**EXERCISE PROMPT**
Copy out every one of the entries below with "come across" changed to "spot" wherever it occurs, leaving all other wording as it is.
# EXERCISE MATERIALS start
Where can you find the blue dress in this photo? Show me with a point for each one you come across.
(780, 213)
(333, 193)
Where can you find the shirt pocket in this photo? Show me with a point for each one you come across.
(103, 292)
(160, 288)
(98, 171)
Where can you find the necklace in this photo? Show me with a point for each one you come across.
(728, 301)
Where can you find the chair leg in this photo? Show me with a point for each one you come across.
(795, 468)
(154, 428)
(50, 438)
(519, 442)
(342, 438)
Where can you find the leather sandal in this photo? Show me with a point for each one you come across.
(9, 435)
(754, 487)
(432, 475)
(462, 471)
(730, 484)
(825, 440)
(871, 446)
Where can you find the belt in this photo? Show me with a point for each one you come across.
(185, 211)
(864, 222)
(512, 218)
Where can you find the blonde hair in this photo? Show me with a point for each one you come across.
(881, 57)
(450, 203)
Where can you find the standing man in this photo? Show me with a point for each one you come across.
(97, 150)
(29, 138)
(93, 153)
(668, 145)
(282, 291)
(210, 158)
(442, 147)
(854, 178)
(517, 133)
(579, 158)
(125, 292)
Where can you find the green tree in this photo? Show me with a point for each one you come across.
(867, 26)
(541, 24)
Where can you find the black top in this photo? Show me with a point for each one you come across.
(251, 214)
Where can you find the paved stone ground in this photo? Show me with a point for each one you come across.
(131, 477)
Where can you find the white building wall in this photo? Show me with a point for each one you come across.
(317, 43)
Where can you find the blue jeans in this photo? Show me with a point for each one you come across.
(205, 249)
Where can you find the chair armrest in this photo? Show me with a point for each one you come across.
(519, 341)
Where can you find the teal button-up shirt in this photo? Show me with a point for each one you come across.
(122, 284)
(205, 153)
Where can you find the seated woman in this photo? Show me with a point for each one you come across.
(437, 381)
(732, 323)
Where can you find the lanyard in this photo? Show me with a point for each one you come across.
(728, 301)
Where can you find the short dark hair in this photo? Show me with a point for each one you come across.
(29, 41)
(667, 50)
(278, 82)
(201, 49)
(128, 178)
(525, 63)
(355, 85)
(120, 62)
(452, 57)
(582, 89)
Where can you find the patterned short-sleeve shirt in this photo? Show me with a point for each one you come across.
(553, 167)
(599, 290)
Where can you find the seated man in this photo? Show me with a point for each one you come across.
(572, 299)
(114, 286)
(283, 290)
# EXERCISE MATERIALS end
**SOLUTION FOR THIS PROBLEM**
Where can you find the blue dress in this photo? Show me with a point for each one you spot.
(780, 213)
(333, 193)
Where can you find the shirt pocket in this photo? Show me with a point for each one you spot.
(103, 292)
(160, 288)
(98, 171)
Where can you find the necklace in this photo? Show me with a point for each one you spot.
(728, 301)
Where can you find the chair leg in this photo? Show me with a point for each one you spot.
(795, 468)
(154, 428)
(50, 438)
(519, 442)
(342, 438)
Where can you find the leather sandal in this photo? Show me with a point for each one you spot.
(9, 435)
(754, 487)
(432, 475)
(462, 471)
(730, 484)
(825, 440)
(871, 446)
Where can you find the belt in this photo? Show me with a point for each one you spot.
(185, 211)
(864, 222)
(512, 218)
Where can you find the blonde hair in this photo? Show me with a point for each one you spot.
(881, 57)
(450, 203)
Where can you find the standing man in this photo? Show me with a point for each one you spot.
(97, 150)
(29, 138)
(93, 153)
(668, 145)
(282, 291)
(210, 158)
(442, 147)
(854, 178)
(517, 133)
(579, 158)
(125, 292)
Where can you find the green tree in this photo? Show me with a point for each one you spot.
(867, 26)
(541, 24)
Where can you find the black top in this photo? Show me with a point for each one you spot.
(251, 214)
Where can you find the paved stone ground in this photo? Show me with a point for each one you spot.
(131, 477)
Where can you find the white building wall in this photo? Show me with a point for each one you spot.
(317, 43)
Where can you find the blue jeans in this photo? Show me with a point for each one you spot.
(205, 249)
Where can you find the chair armrest in this photo? Show me with a point for each one you spot.
(519, 341)
Where can you find the teal button-up shirt in this photo? Show me with a point for each one you spot.
(122, 284)
(205, 153)
Where can you find the seated woman in this photo? Show me with a point for each one you spot.
(437, 381)
(732, 323)
Where can you find the lanyard in this photo? Show me with a point for each one you spot.
(728, 301)
Where can you find the short dark hair in this photo? Show me with a point for each one you spot.
(29, 41)
(667, 50)
(278, 82)
(201, 49)
(128, 178)
(525, 63)
(355, 85)
(120, 62)
(452, 57)
(582, 89)
Where can you find the patterned short-sleeve shirt in this photo? Show me with a point for each one you spot.
(553, 167)
(599, 290)
Where can you find the seated man in this photo? Show me with a point for each one you spot.
(572, 299)
(114, 286)
(283, 290)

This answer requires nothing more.